Data for analysis:
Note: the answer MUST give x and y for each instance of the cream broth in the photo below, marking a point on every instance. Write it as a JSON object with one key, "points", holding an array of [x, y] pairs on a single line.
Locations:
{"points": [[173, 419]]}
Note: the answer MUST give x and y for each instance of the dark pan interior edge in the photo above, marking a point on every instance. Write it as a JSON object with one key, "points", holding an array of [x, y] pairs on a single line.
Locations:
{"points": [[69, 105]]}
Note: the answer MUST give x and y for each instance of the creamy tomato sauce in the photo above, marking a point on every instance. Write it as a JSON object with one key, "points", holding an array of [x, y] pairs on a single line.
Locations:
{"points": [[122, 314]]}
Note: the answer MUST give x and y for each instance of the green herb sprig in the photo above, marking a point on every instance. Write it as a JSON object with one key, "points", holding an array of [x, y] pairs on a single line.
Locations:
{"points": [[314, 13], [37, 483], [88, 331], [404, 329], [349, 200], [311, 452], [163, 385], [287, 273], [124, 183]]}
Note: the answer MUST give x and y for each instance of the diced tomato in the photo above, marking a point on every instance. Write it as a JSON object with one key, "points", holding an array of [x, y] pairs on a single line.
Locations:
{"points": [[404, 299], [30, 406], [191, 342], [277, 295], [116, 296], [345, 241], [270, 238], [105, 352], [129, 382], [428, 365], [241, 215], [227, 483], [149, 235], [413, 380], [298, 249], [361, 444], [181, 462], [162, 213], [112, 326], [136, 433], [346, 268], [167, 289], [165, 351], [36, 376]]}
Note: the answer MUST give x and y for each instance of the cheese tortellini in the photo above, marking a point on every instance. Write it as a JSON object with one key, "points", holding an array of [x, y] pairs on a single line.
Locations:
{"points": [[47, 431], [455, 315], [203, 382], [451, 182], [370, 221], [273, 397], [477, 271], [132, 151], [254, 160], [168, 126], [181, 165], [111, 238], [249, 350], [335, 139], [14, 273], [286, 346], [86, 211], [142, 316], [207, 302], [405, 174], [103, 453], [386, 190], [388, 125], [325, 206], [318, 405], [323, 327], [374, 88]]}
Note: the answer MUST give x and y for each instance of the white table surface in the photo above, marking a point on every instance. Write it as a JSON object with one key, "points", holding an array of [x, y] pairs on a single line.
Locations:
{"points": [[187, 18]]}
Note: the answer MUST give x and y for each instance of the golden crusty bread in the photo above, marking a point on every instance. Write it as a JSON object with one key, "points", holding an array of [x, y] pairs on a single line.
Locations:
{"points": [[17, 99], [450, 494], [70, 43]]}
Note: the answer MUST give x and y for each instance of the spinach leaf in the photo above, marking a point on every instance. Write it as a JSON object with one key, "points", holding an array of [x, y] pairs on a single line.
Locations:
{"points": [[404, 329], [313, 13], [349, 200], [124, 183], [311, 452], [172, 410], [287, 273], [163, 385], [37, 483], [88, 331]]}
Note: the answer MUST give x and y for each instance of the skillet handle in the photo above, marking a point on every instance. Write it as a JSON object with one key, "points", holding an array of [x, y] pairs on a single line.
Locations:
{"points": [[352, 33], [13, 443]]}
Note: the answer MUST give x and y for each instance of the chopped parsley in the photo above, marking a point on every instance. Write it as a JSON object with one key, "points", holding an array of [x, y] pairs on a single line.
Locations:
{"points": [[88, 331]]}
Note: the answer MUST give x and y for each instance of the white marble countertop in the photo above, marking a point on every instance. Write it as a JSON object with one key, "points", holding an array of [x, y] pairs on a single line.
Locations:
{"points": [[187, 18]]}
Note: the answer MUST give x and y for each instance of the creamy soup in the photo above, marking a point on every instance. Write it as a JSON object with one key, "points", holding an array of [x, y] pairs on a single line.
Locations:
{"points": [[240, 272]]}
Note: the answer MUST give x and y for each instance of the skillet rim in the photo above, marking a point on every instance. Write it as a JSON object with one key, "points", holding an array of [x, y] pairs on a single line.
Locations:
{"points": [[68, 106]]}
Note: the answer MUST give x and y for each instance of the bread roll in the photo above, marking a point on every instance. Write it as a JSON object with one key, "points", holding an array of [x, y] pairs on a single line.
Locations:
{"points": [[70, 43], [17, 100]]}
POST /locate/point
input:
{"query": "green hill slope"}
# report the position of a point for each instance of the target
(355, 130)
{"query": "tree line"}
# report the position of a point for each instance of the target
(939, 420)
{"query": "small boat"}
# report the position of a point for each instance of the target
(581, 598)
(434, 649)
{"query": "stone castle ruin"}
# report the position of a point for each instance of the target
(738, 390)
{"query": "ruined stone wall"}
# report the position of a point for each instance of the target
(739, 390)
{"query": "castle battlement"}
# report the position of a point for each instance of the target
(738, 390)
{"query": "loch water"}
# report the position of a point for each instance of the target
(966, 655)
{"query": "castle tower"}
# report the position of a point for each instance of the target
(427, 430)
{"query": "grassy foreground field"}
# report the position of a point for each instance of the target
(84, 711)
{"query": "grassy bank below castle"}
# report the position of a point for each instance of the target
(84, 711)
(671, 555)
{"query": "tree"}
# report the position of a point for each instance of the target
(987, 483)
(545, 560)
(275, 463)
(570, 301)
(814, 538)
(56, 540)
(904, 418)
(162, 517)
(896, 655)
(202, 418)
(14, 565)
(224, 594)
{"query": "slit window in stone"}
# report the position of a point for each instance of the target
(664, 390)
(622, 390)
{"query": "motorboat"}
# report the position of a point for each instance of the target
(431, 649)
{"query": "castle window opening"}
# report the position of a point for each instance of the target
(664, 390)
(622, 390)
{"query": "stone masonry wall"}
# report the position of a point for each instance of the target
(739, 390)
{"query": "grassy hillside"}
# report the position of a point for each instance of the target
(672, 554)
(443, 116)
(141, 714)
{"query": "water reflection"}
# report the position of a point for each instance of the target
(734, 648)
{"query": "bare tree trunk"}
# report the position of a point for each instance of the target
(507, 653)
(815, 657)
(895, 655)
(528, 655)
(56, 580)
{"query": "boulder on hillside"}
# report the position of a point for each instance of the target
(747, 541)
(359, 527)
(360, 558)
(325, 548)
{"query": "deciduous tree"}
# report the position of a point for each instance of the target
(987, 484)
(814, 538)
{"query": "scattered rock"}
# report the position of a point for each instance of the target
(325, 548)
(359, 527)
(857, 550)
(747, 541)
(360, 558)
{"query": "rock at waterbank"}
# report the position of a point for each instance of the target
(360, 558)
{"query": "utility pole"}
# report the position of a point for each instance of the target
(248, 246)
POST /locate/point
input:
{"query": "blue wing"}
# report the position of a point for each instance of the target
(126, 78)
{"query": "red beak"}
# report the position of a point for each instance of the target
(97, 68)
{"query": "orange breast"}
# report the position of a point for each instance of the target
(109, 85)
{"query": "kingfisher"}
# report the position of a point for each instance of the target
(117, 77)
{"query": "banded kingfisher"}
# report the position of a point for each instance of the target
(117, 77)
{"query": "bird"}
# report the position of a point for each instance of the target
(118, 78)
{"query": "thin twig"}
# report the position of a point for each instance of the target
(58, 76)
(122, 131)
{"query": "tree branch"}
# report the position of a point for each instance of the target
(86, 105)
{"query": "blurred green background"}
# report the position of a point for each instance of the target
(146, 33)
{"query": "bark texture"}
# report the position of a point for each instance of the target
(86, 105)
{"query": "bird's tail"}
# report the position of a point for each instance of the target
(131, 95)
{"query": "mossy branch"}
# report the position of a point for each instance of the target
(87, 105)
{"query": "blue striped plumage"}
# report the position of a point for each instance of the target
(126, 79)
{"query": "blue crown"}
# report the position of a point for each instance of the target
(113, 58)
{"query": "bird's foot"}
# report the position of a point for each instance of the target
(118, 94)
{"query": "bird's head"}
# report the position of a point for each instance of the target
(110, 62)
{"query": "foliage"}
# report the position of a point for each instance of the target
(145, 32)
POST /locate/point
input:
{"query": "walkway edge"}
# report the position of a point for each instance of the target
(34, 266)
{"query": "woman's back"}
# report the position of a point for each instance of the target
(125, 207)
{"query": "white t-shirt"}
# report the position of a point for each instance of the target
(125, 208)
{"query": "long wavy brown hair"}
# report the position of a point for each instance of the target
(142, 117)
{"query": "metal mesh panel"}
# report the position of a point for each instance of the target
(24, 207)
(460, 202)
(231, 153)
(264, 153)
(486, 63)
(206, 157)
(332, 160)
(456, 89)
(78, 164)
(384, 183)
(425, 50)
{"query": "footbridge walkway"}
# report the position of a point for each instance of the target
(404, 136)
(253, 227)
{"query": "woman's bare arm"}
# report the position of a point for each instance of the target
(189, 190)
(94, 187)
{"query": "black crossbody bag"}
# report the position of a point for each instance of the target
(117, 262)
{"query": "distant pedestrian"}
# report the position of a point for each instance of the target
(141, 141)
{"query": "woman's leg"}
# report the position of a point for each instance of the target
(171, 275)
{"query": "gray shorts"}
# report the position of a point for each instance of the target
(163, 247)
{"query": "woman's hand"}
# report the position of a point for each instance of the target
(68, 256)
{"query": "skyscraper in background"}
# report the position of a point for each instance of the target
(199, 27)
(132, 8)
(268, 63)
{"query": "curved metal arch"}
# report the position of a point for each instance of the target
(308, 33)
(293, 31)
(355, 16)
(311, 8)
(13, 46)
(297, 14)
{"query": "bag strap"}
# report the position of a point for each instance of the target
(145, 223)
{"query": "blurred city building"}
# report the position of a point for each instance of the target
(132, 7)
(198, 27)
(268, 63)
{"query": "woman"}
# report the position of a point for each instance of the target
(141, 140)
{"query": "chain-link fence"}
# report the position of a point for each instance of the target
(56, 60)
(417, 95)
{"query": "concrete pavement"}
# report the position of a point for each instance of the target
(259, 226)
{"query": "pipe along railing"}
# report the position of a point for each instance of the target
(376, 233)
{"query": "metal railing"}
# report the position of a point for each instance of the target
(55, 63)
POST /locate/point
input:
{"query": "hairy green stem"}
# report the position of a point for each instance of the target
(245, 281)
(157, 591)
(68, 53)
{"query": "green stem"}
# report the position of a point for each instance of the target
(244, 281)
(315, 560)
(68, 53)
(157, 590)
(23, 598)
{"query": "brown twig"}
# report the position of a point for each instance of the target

Action item:
Could you copy every line from the records that has "metal" in it?

Answer space:
{"query": "metal mesh panel"}
{"query": "curved metal arch"}
{"query": "metal railing"}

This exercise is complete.